Line by line, repeat the material below without any deviation.
# # # # # # #
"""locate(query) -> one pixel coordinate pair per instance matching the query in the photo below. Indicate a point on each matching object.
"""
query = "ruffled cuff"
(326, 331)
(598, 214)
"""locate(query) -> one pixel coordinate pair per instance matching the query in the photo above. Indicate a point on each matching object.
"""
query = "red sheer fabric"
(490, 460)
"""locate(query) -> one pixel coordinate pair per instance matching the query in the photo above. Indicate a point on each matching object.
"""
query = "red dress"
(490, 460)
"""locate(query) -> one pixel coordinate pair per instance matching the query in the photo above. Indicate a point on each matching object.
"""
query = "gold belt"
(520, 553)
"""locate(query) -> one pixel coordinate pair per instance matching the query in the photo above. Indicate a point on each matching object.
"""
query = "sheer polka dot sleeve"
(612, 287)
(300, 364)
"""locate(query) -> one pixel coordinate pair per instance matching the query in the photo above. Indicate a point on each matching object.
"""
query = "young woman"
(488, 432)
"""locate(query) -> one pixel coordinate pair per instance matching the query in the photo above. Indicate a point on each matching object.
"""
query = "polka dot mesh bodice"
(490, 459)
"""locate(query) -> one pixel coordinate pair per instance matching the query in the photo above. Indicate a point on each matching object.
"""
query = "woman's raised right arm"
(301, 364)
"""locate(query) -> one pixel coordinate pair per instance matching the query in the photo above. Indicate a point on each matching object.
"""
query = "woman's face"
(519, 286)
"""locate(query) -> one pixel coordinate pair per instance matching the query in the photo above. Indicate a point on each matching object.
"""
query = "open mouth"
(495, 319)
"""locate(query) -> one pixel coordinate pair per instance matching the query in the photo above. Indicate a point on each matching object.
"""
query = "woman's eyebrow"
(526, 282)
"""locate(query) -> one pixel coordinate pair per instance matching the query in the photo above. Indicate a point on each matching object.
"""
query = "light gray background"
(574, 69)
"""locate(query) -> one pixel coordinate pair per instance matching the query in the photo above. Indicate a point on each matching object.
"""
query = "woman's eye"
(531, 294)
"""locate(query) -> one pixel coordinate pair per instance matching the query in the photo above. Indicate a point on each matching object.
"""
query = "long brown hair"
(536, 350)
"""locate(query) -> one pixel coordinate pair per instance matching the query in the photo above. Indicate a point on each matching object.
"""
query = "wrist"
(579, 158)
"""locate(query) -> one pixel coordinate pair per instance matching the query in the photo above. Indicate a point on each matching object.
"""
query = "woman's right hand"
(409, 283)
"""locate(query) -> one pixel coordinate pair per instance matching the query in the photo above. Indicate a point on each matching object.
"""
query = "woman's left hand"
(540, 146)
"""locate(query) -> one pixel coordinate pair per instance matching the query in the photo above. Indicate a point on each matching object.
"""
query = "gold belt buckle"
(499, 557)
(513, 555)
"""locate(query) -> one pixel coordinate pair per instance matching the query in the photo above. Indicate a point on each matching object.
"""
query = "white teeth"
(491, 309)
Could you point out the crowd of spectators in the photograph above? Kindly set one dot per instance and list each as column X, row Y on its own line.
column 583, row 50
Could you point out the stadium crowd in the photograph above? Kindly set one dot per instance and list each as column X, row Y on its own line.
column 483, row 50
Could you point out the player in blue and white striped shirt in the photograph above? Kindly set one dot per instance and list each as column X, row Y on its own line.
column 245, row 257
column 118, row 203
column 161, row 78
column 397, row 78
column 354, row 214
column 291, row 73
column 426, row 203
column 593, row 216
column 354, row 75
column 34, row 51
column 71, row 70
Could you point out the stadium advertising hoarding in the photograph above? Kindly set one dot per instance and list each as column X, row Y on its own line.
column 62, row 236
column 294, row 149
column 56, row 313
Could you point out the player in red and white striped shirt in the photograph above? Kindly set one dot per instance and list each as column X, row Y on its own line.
# # # # # # #
*Result for this exercise*:
"""locate(query) -> one pixel coordinate pair per instance matching the query in the photo below. Indicate a point on each matching object.
"""
query = "ruffled cuff"
(326, 331)
(598, 214)
"""locate(query) -> one pixel coordinate pair per instance matching the query in the photo above. Indicate a point on each matching object.
"""
query = "red sheer fabric"
(490, 460)
"""locate(query) -> one pixel coordinate pair per instance matching the query in the photo above. Indicate a point on each matching object.
"""
query = "red dress"
(490, 460)
"""locate(query) -> one pixel coordinate pair per instance matching the query in the photo above. Indicate a point on each matching object.
"""
query = "gold belt"
(520, 553)
"""locate(query) -> one pixel coordinate pair per instance matching the query in the photo above. Indicate a point on each matching object.
"""
query = "sheer polka dot sleeve"
(612, 287)
(300, 364)
"""locate(query) -> one pixel coordinate pair per instance matching the query in the photo above. Indicate a point on each matching object.
"""
query = "young woman"
(488, 432)
"""locate(query) -> one pixel coordinate pair per instance matching the query in the photo above. Indicate a point on each matching object.
"""
query = "polka dot mesh bodice"
(490, 459)
"""locate(query) -> one pixel coordinate pair per instance matching the query in the photo above. Indicate a point on each matching object.
"""
query = "woman's raised right arm"
(301, 364)
"""locate(query) -> one pixel coordinate pair per instance matching the query in the photo above. Indicate a point on each matching object.
"""
query = "woman's face"
(519, 286)
"""locate(query) -> one pixel coordinate pair per instance matching the query in the photo above. Indicate a point on each matching object.
"""
query = "open mouth"
(495, 319)
"""locate(query) -> one pixel coordinate pair per instance matching the query in the photo above. Indicate a point on each matching object.
"""
query = "woman's eyebrow"
(526, 282)
"""locate(query) -> one pixel coordinate pair per instance matching the query in the photo above. Indicate a point on each matching object.
"""
query = "light gray background"
(574, 69)
"""locate(query) -> one pixel coordinate pair per instance matching the query in the photo above. Indicate a point on each matching object.
"""
query = "woman's eye"
(531, 294)
"""locate(query) -> one pixel coordinate pair per instance matching the query in the photo above. Indicate a point on each matching object.
"""
query = "long brown hair"
(536, 350)
"""locate(query) -> one pixel coordinate pair per instance matching the query in the photo above. Indicate a point on each matching object.
"""
query = "wrist"
(579, 158)
"""locate(query) -> one pixel coordinate pair per instance matching the query in the photo above. Indicate a point on each matching object.
"""
query = "woman's right hand"
(409, 283)
"""locate(query) -> one pixel coordinate pair per instance matching the query in the photo above. Indicate a point on each matching object.
"""
query = "woman's left hand"
(540, 146)
"""locate(query) -> one pixel coordinate pair per instance matching the query in the photo above. Indicate a point on each matching object.
"""
query = "gold belt buckle"
(499, 557)
(513, 555)
"""locate(query) -> one pixel coordinate pair per instance matching the query in the photo above. Indicate a point on each matching object.
"""
query = "white teeth"
(491, 309)
Could you point out the crowd of spectators in the photograph above? Kindly set one dot per instance and list each as column X, row Y on its own line.
column 583, row 50
Could you point out the stadium crowd in the photograph above? Kindly set one dot per instance and list each as column X, row Y on its own line.
column 483, row 50
Could you point out the player in blue and white striped shirt in the photograph above? Kindly set one dot per instance and list each as column X, row Y on its own line.
column 245, row 257
column 118, row 203
column 161, row 78
column 397, row 78
column 354, row 214
column 291, row 73
column 426, row 203
column 593, row 216
column 354, row 75
column 34, row 51
column 71, row 70
Could you point out the stadium advertising hoarding in the photograph above? Kindly set one dot per instance and list each as column X, row Y on its own line.
column 62, row 236
column 294, row 149
column 56, row 313
Could you point out the player in red and white striped shirt in the photograph above? Kindly set one dot per instance and list each as column X, row Y on its own line.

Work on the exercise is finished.